WHAT TO PRODUCE
Gather every line of the data below that contains the word "hair", and copy each one in full.

PROVIDED DATA

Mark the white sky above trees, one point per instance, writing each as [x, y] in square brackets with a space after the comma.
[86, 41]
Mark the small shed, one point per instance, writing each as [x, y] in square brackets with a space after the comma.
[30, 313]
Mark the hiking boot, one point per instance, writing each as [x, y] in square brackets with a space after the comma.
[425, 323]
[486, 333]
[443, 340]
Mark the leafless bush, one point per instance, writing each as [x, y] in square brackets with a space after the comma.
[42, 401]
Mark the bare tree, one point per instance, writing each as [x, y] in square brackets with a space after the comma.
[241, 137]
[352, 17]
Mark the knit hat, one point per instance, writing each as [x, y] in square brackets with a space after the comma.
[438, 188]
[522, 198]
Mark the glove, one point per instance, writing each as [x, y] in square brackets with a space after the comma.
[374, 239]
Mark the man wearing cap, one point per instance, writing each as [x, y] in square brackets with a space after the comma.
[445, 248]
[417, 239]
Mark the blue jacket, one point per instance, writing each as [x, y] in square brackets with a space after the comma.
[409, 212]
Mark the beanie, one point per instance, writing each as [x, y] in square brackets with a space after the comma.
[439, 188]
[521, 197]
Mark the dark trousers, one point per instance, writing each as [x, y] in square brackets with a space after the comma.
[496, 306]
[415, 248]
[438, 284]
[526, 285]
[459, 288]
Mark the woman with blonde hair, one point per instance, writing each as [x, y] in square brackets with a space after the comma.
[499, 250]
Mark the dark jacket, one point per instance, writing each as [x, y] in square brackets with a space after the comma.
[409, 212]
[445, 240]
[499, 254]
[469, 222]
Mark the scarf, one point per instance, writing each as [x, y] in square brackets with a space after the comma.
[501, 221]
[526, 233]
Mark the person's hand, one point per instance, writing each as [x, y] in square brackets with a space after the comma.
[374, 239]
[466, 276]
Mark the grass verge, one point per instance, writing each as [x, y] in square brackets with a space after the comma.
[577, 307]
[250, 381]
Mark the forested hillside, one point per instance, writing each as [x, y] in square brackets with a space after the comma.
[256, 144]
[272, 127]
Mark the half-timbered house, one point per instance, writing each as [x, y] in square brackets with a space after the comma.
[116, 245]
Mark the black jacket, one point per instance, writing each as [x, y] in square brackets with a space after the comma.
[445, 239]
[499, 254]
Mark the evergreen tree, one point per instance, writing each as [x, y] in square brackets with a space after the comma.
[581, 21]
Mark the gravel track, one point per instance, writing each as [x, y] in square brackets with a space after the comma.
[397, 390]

...

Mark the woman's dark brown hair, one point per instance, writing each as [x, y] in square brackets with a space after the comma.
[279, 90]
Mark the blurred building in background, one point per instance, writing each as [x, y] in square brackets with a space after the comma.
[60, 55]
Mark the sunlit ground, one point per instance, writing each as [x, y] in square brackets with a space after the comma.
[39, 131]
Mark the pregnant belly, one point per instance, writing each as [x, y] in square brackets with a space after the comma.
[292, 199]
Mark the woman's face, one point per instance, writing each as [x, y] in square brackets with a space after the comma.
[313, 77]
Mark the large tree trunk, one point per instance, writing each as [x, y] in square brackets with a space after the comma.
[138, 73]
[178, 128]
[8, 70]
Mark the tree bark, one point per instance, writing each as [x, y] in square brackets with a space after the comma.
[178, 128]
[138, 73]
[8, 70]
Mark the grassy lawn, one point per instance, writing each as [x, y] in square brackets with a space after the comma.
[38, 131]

WRITTEN SOLUTION
Mark the woman with blonde hair, one point per instance, writing each as [x, y] in square brackets with a space after the comma.
Mark the woman's dark brown hair, one point per instance, writing each as [x, y] in square brackets with a space after the comma.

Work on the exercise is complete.